Selected excerpt -
From: Han-Wen Nienhuys <hanwen@google.com>

Version appends a hash ID to the file header, making it slightly larger.

This commit also changes "SHA-1" into "object ID" in many places.

Signed-off-by: Han-Wen Nienhuys <hanwen@google.com>
---
 Documentation/technical/reftable.txt | 79 ++++++++++++++++------------
 1 file changed, 44 insertions(+), 35 deletions(-)

diff --git a/Documentation/technical/reftable.txt b/Documentation/technical/reftable.txt
index 6223538d64e..1464c4e7437 100644
--- a/Documentation/technical/reftable.txt
+++ b/Documentation/technical/reftable.txt
@@ -29,7 +29,7 @@ Objectives
 
 * Near constant time lookup for any single reference, even when the
 repository is cold and not in process or kernel cache.
-* Near constant time verification if a SHA-1 is referred to by at least
+* Near constant time verification if an object ID is referred to by at least
 one reference (for allow-tip-sha1-in-want).
 * Efficient lookup of an entire namespace, such as `refs/tags/`.
 * Support atomic push with `O(size_of_update)` operations.
@@ -193,8 +193,8 @@ and non-aligned files.
 Very small files (e.g. a single ref block) may omit `padding` and the ref
 index to reduce total file size.
 
-Header
-^^^^^^
+Header (version 1)
+^^^^^^^^^^^^^^^^^^
 
 A 24-byte header appears at the beginning of the file:
 
@@ -215,6 +215,27 @@ used in a stack for link:#Update-transactions[transactions], these
 fields can order the files such that the prior file’s
 `max_update_index + 1` is the next file’s `min_update_index`.
 
+Header (version 2)
+^^^^^^^^^^^^^^^^^^
+
+A 28-byte header appears at the beginning of the file:
+
+....
+'REFT'
+uint8( version_number = 2 )
+uint24( block_size )

Aim A - Reproduce the reftable patch, everything from "diff --git a/Documentation/technical/reftable.txt" down to "or kernel cache.", switching "kernel cache" to "memory cache".
The text and the rows that follow it were drawn from separate sources.

Location identification entries -

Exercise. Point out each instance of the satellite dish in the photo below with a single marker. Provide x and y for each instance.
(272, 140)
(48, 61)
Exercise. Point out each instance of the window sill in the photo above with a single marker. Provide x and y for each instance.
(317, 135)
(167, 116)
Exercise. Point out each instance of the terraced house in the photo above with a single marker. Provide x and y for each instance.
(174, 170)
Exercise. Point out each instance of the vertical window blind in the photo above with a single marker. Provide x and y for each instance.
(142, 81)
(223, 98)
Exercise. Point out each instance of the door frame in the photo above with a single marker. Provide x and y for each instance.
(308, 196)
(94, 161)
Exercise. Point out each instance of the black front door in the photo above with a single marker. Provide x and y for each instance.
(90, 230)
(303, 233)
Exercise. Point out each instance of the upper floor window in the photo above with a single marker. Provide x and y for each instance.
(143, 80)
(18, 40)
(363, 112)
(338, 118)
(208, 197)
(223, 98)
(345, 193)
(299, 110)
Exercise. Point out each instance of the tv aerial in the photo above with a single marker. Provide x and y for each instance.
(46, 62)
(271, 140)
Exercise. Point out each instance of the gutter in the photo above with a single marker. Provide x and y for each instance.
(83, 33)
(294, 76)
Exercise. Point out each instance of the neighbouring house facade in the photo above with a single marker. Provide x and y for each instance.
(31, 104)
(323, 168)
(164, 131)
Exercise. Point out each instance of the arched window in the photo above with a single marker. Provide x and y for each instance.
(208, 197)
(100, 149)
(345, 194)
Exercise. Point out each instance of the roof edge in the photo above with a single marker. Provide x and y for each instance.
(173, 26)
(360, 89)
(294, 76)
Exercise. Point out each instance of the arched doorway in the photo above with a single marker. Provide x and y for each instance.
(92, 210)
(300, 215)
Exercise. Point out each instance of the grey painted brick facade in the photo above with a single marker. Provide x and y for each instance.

Aim B - Select every row that contains the word "facade" and copy each of those rows.

Exercise output A -
diff --git a/Documentation/technical/reftable.txt b/Documentation/technical/reftable.txt
index 6223538d64e..1464c4e7437 100644
--- a/Documentation/technical/reftable.txt
+++ b/Documentation/technical/reftable.txt
@@ -29,7 +29,7 @@ Objectives
 
 * Near constant time lookup for any single reference, even when the
 repository is cold and not in process or memory cache.

Exercise output B -
Exercise. Point out each instance of the neighbouring house facade in the photo above with a single marker. Provide x and y for each instance.
Exercise. Point out each instance of the grey painted brick facade in the photo above with a single marker. Provide x and y for each instance.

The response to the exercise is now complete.